What to work on
Please render the listing below as a JSON list of strings, one string per line and no entries for blank lines, starting at the line that contains "Locate every instance of the stone railing" and continuing through the final line of the listing.

Data to use
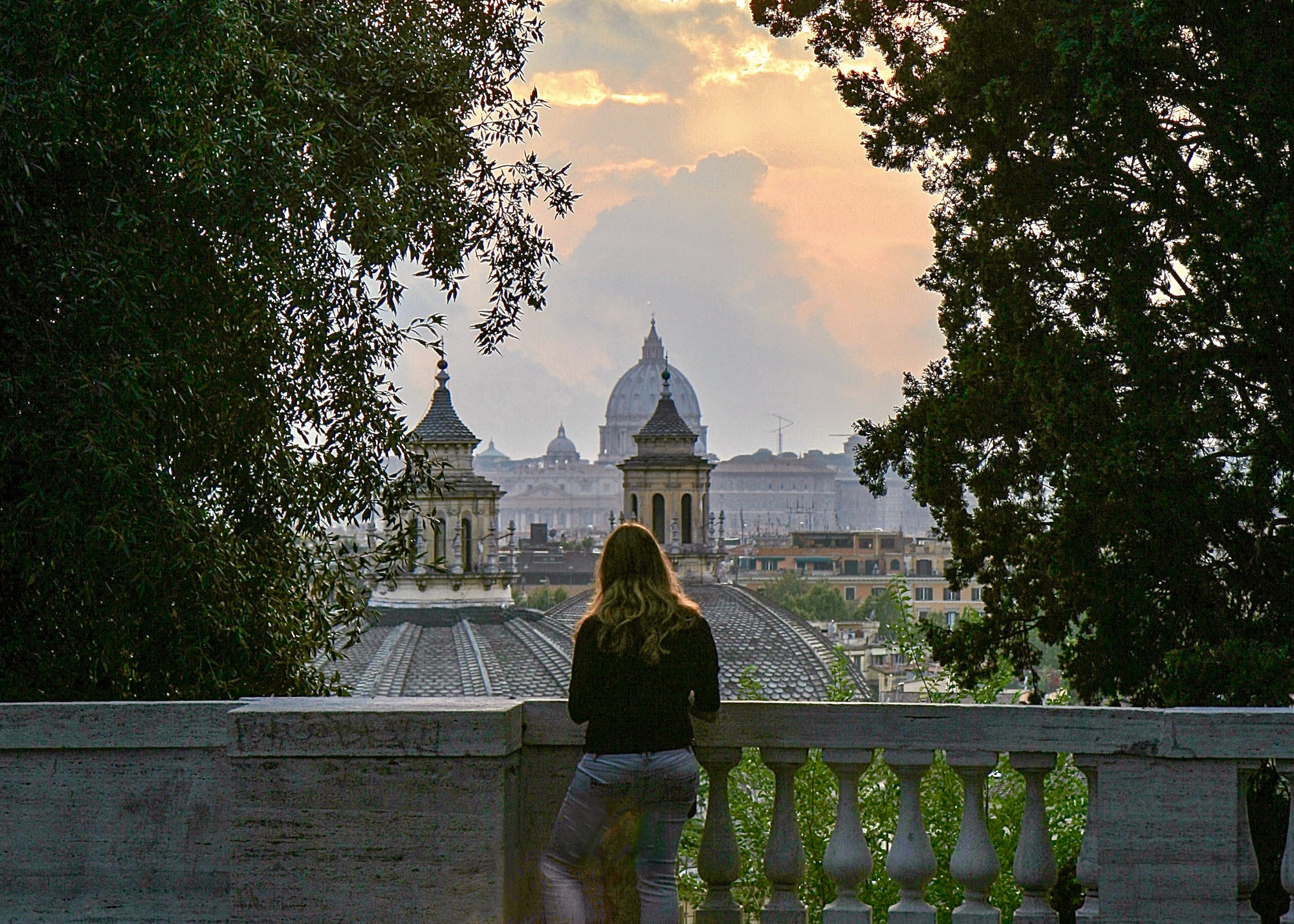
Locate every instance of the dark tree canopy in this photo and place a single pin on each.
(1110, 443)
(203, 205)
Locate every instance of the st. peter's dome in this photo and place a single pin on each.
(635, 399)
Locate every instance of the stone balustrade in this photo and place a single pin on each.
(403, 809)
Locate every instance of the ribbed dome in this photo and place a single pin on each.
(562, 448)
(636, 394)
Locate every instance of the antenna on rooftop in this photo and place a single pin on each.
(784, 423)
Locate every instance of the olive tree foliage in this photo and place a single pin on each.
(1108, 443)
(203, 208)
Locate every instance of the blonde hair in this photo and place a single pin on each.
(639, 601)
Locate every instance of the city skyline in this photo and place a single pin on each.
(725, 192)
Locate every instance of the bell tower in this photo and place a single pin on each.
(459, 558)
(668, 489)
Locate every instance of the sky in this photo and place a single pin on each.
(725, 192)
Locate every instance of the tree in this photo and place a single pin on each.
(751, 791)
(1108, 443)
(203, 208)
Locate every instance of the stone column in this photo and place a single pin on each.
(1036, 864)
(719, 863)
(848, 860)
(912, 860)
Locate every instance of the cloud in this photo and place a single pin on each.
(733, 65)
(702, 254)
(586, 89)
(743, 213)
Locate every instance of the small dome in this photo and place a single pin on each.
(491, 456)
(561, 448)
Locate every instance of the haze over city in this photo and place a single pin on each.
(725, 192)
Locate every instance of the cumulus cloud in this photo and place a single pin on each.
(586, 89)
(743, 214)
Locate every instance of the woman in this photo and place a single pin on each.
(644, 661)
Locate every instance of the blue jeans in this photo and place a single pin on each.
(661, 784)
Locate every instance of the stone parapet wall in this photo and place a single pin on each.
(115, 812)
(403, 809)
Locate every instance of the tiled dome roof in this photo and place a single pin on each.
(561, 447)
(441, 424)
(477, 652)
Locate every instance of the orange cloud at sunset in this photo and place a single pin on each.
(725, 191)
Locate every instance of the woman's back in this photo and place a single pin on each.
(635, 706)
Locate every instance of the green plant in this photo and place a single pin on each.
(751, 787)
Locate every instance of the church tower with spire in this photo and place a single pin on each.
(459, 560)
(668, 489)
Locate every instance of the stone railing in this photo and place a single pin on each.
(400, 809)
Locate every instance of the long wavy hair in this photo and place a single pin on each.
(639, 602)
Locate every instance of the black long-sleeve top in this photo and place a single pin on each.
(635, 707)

Written reply
[
  "Locate every instance of the stone railing in this photo and place a single pin on each.",
  "(400, 809)",
  "Locate every instance of the long wavy hair in this photo and place a single pin on each.",
  "(639, 602)",
  "Locate every instance of the black long-sleeve top in this photo and place a single pin on each.",
  "(635, 707)"
]